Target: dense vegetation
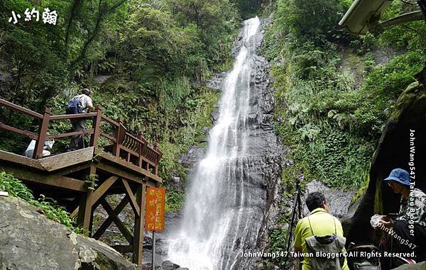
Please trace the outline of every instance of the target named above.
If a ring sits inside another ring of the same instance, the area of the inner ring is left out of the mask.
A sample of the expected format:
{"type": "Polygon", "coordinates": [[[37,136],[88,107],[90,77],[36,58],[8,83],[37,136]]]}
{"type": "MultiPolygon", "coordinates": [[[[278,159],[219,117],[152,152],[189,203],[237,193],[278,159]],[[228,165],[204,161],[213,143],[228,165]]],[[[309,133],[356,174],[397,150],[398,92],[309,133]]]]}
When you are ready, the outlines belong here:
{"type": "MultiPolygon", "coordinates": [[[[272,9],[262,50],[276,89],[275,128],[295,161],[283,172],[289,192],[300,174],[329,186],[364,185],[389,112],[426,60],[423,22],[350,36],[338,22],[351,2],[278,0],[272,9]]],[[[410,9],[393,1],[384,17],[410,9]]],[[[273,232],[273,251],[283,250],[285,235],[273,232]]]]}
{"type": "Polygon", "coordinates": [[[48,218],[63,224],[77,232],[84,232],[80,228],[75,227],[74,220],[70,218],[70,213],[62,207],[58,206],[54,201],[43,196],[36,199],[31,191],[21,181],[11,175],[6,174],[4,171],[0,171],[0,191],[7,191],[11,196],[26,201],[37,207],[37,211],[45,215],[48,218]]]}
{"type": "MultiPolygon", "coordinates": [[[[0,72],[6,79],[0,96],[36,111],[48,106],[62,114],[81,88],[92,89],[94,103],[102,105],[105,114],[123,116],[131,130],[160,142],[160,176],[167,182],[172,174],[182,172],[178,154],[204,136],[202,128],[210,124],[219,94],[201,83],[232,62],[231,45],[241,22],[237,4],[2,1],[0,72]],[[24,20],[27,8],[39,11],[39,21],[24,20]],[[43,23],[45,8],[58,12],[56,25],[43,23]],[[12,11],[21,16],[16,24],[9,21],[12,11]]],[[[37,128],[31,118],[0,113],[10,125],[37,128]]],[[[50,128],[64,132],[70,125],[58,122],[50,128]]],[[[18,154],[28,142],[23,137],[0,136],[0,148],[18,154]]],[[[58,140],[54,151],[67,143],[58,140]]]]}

* * *

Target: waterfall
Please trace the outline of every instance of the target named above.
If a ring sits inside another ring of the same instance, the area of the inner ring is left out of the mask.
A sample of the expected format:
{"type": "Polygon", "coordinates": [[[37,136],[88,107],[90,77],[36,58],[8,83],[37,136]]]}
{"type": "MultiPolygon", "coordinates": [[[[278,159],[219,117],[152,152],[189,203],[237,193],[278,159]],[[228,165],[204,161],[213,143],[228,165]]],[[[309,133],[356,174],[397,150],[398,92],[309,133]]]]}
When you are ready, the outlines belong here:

## REQUIRED WORK
Please pull out every line above that contains the string "MultiPolygon", treating uppercase and lowercase letters as different.

## COMPLETED EXERCISE
{"type": "MultiPolygon", "coordinates": [[[[278,159],[219,117],[152,152],[189,203],[237,193],[278,159]],[[228,165],[204,161],[213,143],[228,165]]],[[[309,133],[356,174],[397,150],[398,92],[309,133]]]]}
{"type": "MultiPolygon", "coordinates": [[[[272,9],[262,50],[276,89],[275,128],[295,161],[283,172],[289,192],[300,174],[329,186],[364,185],[389,112],[426,60],[423,22],[350,36],[338,22],[351,2],[278,0],[272,9]]],[[[410,9],[393,1],[384,17],[410,9]]],[[[273,232],[273,251],[283,250],[285,235],[273,232]]]]}
{"type": "MultiPolygon", "coordinates": [[[[0,72],[6,79],[0,96],[36,111],[48,106],[62,114],[81,88],[92,89],[94,103],[102,105],[105,114],[123,116],[131,130],[160,142],[160,176],[167,182],[172,174],[182,172],[178,154],[204,136],[202,128],[210,124],[219,94],[201,83],[232,62],[231,45],[241,22],[237,4],[2,1],[0,72]],[[24,20],[27,8],[39,11],[39,21],[24,20]],[[43,23],[45,8],[58,12],[56,25],[43,23]],[[12,11],[21,16],[16,24],[9,21],[12,11]]],[[[37,128],[31,118],[0,113],[10,125],[37,128]]],[[[50,128],[64,132],[70,125],[58,122],[50,128]]],[[[18,154],[28,142],[23,137],[0,136],[0,148],[18,154]]],[[[58,140],[54,151],[67,143],[58,140]]]]}
{"type": "MultiPolygon", "coordinates": [[[[278,159],[219,117],[152,152],[189,203],[237,193],[278,159]],[[228,165],[204,161],[213,143],[228,165]]],[[[309,133],[356,174],[397,150],[398,92],[309,133]]]]}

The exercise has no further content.